Document ::
You will also notice that I’ve regularlized the names a bit. ALL shell scripts end with “.sh” and all compiled FORTRAN executables with “.exe” while Python scripts are either .py or .pyc (though the original structure of STEP1 is left intact. The EXTENSIONS directory contains some C libraries that are installed. I left this “as is” simply to avoid the risk of breaking a complicated bit that seems to work and is only done once at install time.)

Position annotation records

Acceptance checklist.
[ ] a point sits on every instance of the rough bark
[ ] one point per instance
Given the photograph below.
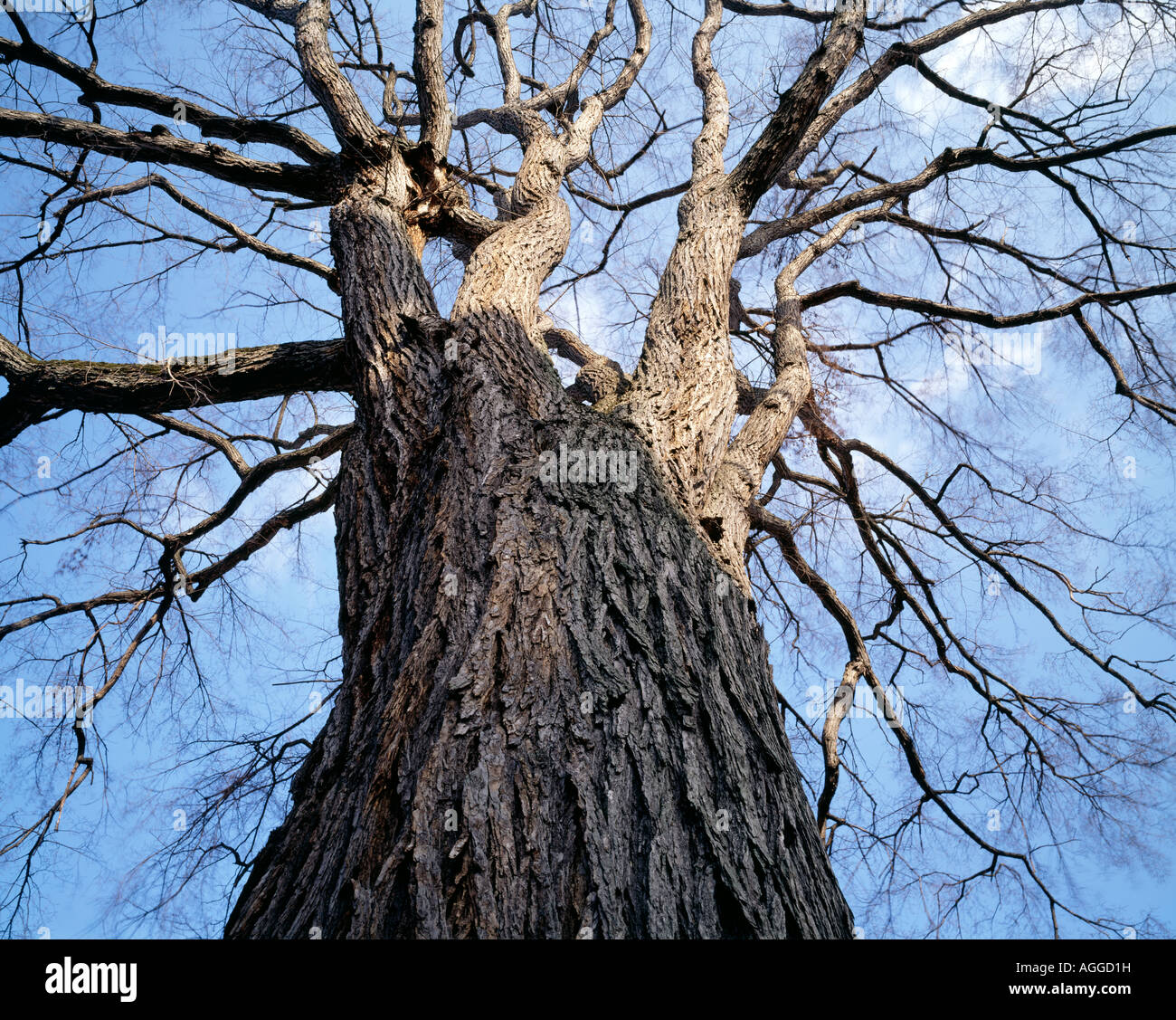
(556, 715)
(591, 710)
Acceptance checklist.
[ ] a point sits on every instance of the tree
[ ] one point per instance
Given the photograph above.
(554, 710)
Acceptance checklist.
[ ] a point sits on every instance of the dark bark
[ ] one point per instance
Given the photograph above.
(611, 819)
(556, 714)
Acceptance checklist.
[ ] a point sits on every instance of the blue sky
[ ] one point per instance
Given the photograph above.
(267, 653)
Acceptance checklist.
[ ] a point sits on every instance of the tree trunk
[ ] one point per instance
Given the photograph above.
(556, 717)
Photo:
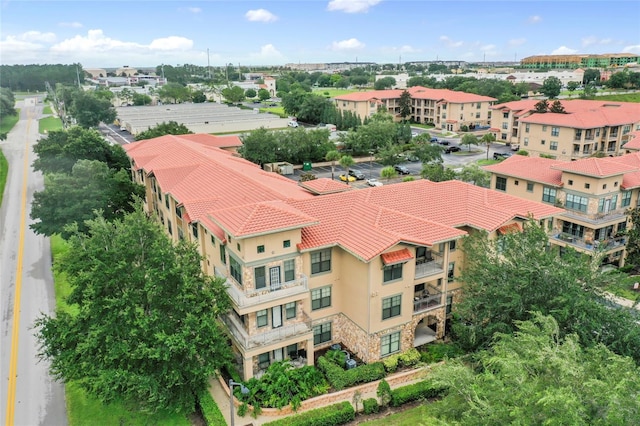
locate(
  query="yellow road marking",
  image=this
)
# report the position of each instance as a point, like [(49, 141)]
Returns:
[(13, 363)]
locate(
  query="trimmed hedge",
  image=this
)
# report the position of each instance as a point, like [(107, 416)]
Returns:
[(420, 390), (370, 406), (331, 415), (210, 410), (340, 379)]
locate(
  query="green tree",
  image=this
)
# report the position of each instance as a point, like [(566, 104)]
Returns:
[(174, 93), (164, 128), (259, 146), (61, 149), (89, 110), (333, 156), (551, 87), (263, 94), (73, 198), (474, 174), (405, 105), (469, 139), (146, 329), (346, 162), (537, 376)]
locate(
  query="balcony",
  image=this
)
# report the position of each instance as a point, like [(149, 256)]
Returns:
[(427, 302), (430, 266), (271, 335), (245, 298)]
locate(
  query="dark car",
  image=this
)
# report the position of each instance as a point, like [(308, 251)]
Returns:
[(501, 155), (402, 170), (357, 174)]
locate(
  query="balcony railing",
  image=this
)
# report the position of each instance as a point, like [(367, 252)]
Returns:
[(272, 335), (425, 303), (243, 298), (430, 266)]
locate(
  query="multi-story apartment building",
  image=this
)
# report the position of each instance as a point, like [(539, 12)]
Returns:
[(584, 129), (316, 263), (446, 109), (595, 193)]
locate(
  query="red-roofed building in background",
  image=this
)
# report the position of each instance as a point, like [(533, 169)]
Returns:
[(446, 109), (595, 193), (315, 264), (585, 128)]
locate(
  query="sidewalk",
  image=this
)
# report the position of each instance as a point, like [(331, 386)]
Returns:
[(221, 398)]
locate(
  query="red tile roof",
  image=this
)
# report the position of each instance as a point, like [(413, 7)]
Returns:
[(535, 169), (395, 257)]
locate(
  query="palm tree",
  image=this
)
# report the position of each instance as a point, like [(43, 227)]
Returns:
[(487, 139), (332, 156), (347, 161)]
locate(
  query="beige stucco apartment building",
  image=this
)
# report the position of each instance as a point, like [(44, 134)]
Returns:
[(595, 193), (313, 264), (446, 109), (584, 129)]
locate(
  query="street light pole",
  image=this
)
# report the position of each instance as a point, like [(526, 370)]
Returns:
[(244, 391)]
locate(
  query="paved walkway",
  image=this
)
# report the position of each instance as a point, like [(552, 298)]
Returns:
[(222, 399)]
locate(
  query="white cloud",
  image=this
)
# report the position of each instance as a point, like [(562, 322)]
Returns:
[(450, 43), (632, 49), (351, 6), (70, 24), (37, 36), (517, 42), (260, 15), (564, 50), (350, 44)]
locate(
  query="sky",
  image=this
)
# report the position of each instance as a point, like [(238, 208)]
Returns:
[(147, 33)]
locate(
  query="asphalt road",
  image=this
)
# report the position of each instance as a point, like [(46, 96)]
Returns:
[(28, 395)]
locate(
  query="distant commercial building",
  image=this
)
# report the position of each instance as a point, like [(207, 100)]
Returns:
[(606, 60)]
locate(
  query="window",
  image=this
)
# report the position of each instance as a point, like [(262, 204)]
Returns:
[(390, 343), (320, 298), (576, 202), (321, 261), (262, 318), (290, 310), (393, 272), (391, 306), (264, 361), (236, 269), (549, 195), (260, 277), (322, 333), (223, 254), (289, 270)]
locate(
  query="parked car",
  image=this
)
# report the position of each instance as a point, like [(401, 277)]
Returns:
[(501, 155), (402, 170), (357, 174)]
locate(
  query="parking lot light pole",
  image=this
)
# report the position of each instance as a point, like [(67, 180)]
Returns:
[(244, 391)]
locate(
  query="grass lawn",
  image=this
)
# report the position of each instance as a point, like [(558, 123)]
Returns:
[(416, 416), (49, 124), (84, 410)]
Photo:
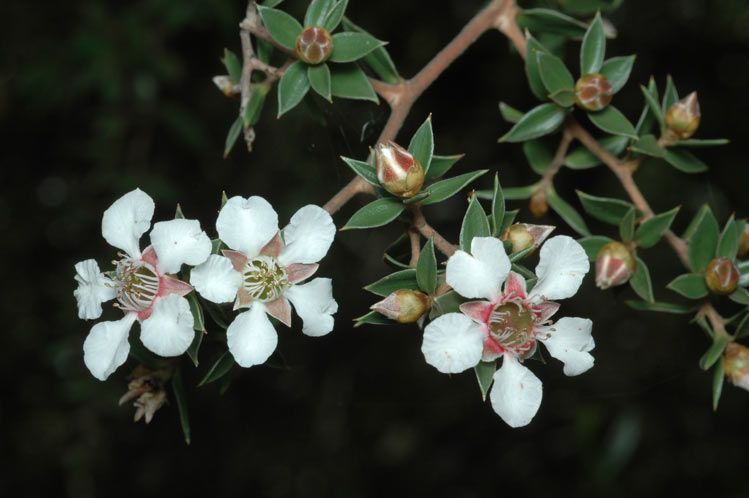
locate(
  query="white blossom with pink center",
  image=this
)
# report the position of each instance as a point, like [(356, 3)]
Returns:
[(263, 273), (141, 283), (508, 322)]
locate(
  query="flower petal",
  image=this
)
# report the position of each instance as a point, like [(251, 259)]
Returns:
[(246, 225), (168, 331), (126, 220), (516, 394), (216, 279), (569, 341), (307, 236), (314, 304), (251, 337), (453, 343), (481, 274), (179, 242), (93, 289), (106, 347), (563, 264)]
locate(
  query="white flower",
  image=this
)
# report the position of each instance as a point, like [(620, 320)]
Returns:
[(509, 322), (140, 283), (263, 272)]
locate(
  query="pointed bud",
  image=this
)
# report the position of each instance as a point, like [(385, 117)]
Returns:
[(615, 265), (314, 45), (404, 306), (683, 118), (593, 92), (398, 171), (736, 364), (722, 276)]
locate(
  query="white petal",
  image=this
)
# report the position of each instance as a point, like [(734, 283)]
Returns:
[(106, 347), (453, 343), (562, 265), (315, 305), (179, 242), (251, 337), (216, 279), (93, 289), (569, 341), (308, 236), (481, 273), (126, 220), (516, 393), (246, 225), (168, 331)]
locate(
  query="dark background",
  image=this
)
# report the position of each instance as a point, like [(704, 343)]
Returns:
[(98, 97)]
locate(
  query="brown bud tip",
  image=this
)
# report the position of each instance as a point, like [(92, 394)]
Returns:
[(404, 306), (593, 92), (314, 45), (722, 276), (683, 118), (615, 265), (398, 171)]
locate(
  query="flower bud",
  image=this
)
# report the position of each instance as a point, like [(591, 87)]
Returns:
[(404, 306), (615, 265), (593, 92), (683, 118), (736, 364), (722, 276), (398, 171), (314, 45)]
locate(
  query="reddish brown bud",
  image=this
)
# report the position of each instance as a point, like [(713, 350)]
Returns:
[(722, 276), (398, 171), (404, 306), (593, 92), (314, 45), (683, 118), (615, 265)]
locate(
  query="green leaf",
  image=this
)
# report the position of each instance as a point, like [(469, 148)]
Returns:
[(426, 268), (617, 70), (641, 283), (349, 82), (554, 73), (220, 367), (422, 144), (232, 136), (650, 231), (282, 27), (375, 214), (232, 65), (684, 161), (536, 123), (179, 397), (292, 88), (566, 212), (351, 46), (445, 189), (593, 49), (319, 80), (485, 375), (593, 245), (404, 279), (475, 224), (689, 285), (612, 121), (703, 244), (582, 158), (604, 209)]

Challenges ::
1: Translate this sentence from the file-naming note into Spanish: "The EXTENSIONS directory contains some C libraries that are installed."
2: Please continue the file-naming note from the point where it stops.

Outputs in order ::
1: El directorio EXTENSIONS contiene algunas bibliotecas de C que se instalan.

2:
With this change comes the need to have a more formal “build” process. This is done with a fairly simple make file:


[chiefio@tubularbells src]$ pwd
/gnuit/GIStemp/src
[chiefio@tubularbells src]$ cat Makefile 

FC=/usr/local/bin/g95
FC95=/usr/local/bin/g95
FC77=/usr/bin/f77
SRCDIR=.
BINDIR=../bin

all:            inputsort step0 step1 step2 step3 step4_5

step0 :         antarc cmb2 cmbho dumpold hotov2 u2v2 
                    dif.ushcn.ghcn

step1:
                #echo "Still a custom makefile inside STEP1"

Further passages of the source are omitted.